> _Goal_: Gather every line of the data below that contains the word "purple" and copy each one as it appears.

[start of Supplied data]

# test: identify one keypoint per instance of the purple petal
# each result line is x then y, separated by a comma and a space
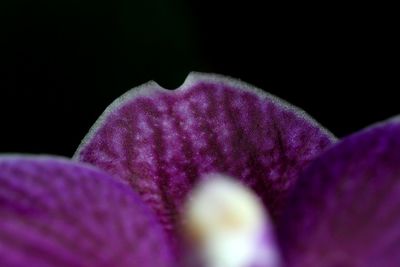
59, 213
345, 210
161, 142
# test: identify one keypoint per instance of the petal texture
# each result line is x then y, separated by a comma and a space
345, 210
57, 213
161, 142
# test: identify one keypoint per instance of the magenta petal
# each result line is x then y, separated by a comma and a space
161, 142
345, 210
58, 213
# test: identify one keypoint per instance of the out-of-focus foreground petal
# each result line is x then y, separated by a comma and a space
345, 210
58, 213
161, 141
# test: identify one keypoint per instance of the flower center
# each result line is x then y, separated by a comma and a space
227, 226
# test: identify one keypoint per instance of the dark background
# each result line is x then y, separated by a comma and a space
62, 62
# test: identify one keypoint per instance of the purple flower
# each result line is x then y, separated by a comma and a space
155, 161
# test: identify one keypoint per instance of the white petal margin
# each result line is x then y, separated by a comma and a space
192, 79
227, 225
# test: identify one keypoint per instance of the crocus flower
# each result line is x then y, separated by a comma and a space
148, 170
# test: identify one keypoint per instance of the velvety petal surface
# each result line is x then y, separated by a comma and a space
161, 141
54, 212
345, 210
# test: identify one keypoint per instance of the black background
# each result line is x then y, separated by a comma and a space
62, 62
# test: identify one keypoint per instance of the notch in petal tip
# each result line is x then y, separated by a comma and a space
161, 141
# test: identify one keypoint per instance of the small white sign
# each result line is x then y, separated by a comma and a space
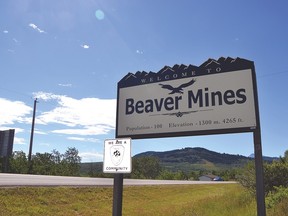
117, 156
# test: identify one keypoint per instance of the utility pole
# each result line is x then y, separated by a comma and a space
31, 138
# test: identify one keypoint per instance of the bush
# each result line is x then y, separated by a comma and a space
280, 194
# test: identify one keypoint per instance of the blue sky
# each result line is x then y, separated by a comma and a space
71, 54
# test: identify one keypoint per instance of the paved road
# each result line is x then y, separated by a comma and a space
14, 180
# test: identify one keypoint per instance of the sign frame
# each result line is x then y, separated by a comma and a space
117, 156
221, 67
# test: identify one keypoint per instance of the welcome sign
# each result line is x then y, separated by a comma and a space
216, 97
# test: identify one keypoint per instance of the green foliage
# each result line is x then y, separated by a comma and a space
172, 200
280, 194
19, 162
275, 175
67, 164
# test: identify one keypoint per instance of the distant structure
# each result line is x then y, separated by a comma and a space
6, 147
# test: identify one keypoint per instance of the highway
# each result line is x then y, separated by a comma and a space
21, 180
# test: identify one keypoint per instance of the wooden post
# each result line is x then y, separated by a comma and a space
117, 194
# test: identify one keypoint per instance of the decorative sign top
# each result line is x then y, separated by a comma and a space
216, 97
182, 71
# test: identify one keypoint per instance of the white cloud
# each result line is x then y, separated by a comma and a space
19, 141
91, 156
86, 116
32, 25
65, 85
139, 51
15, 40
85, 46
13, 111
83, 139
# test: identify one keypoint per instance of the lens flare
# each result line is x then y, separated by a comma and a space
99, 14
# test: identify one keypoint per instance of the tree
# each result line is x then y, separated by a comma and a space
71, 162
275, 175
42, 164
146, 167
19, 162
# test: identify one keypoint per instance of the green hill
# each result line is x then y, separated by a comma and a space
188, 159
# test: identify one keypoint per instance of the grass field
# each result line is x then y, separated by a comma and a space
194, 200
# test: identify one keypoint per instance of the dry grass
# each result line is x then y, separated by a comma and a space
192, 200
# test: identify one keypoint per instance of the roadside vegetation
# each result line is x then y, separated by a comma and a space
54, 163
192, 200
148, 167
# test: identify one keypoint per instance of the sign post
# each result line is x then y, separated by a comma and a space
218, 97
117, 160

[end of Supplied data]
[start of Supplied data]

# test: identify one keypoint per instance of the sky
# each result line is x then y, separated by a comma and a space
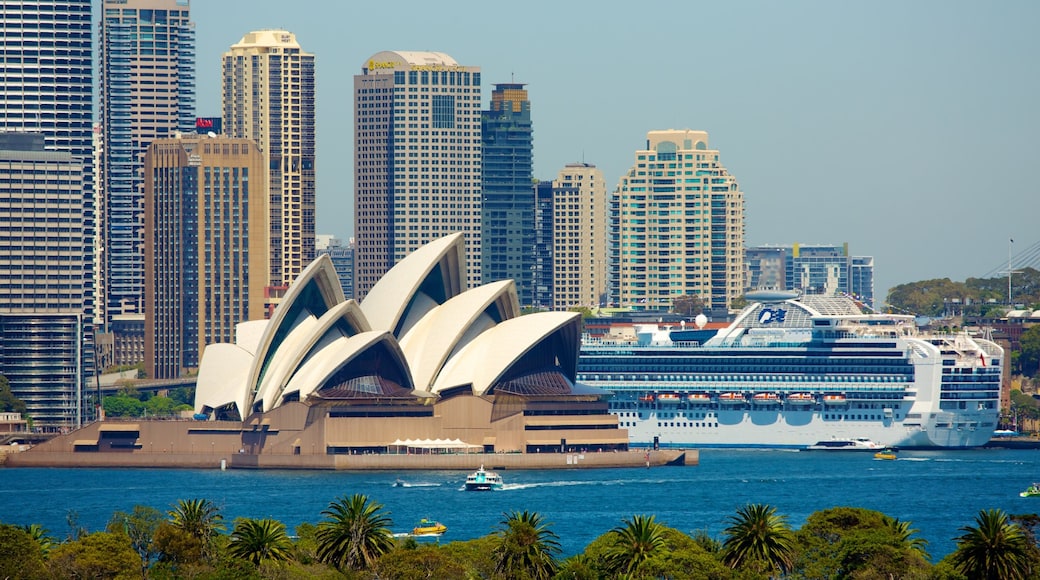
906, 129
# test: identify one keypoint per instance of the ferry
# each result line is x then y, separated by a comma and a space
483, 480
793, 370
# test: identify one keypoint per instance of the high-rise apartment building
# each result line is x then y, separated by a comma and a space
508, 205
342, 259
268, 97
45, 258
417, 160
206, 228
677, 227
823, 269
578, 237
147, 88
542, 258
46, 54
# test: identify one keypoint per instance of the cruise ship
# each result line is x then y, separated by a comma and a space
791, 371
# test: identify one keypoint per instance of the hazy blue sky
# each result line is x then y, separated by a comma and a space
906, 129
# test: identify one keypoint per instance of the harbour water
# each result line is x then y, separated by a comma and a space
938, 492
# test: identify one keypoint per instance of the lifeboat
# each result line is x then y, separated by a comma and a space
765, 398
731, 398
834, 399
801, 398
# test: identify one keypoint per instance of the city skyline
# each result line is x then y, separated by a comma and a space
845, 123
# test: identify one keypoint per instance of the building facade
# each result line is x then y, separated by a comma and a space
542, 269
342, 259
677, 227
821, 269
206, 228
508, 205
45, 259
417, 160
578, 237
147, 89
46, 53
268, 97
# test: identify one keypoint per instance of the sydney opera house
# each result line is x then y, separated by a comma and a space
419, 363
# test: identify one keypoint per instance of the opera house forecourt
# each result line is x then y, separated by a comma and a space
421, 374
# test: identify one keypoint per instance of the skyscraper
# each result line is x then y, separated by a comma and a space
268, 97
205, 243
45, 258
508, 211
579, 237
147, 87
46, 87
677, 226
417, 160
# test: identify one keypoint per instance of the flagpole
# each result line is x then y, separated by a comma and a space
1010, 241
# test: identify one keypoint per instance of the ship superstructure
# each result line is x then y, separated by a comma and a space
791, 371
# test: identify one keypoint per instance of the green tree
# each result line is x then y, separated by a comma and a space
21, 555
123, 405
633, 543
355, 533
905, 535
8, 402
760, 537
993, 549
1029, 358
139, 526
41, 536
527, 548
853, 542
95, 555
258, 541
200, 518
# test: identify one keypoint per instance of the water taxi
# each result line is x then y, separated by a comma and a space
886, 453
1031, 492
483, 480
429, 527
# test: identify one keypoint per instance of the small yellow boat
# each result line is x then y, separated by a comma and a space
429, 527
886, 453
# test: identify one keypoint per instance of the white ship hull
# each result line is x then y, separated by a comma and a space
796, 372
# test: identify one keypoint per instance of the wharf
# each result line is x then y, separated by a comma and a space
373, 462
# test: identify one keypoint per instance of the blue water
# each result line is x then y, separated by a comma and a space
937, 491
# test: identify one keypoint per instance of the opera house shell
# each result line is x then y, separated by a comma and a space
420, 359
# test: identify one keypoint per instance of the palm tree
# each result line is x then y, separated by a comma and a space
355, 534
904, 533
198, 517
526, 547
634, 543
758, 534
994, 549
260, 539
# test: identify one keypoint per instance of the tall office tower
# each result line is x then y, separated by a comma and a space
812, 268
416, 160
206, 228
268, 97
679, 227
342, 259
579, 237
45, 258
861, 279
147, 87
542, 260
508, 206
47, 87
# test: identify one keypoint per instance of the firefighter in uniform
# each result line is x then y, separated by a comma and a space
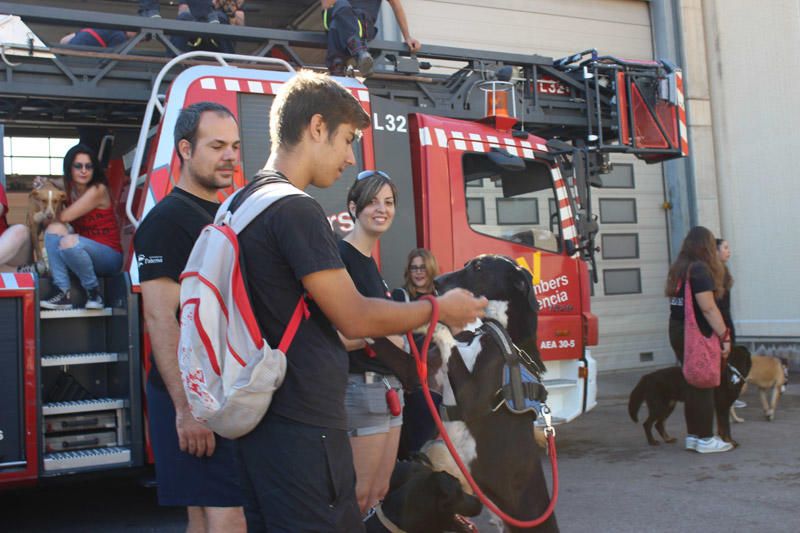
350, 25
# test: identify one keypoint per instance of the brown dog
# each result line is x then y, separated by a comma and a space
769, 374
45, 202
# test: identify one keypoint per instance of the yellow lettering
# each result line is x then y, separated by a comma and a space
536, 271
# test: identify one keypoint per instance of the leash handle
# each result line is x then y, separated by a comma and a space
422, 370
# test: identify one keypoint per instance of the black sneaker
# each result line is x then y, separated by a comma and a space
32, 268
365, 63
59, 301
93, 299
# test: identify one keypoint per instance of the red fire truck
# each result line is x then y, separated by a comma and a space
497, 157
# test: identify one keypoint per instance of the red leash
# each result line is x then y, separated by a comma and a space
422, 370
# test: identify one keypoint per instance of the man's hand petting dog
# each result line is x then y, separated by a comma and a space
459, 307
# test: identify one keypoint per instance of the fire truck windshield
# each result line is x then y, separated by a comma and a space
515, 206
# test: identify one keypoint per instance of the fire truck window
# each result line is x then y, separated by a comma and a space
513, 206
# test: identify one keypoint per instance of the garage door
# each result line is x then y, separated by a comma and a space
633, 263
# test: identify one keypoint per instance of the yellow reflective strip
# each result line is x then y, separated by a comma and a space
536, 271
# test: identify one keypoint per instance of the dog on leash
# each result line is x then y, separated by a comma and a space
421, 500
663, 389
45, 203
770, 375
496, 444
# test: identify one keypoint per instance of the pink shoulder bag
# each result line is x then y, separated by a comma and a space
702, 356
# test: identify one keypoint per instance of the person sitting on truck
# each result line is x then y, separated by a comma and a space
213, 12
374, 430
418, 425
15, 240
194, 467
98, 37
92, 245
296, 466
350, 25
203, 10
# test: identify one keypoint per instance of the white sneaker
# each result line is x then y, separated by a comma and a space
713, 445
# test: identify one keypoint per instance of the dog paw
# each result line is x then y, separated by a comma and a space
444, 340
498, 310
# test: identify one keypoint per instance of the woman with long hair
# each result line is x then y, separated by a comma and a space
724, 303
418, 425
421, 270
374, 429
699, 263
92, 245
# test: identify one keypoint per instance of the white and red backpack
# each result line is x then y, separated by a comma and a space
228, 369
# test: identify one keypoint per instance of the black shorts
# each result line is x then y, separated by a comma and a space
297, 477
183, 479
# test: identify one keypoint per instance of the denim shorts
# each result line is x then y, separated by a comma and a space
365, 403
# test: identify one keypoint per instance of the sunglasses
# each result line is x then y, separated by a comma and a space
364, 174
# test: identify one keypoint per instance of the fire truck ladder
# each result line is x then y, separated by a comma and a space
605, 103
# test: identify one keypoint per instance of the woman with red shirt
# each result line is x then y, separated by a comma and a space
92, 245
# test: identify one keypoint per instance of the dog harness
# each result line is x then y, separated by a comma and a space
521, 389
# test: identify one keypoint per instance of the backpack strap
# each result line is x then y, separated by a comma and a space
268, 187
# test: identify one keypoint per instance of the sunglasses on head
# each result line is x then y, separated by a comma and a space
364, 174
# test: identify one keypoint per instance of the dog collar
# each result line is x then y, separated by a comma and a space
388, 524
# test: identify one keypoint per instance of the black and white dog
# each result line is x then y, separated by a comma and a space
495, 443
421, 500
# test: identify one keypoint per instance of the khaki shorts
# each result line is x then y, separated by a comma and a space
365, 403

[end of Supplied data]

> _Task response_:
# test: identify one keypoint per instance of the purple petal
# test: identify one keypoint per instance of the purple flower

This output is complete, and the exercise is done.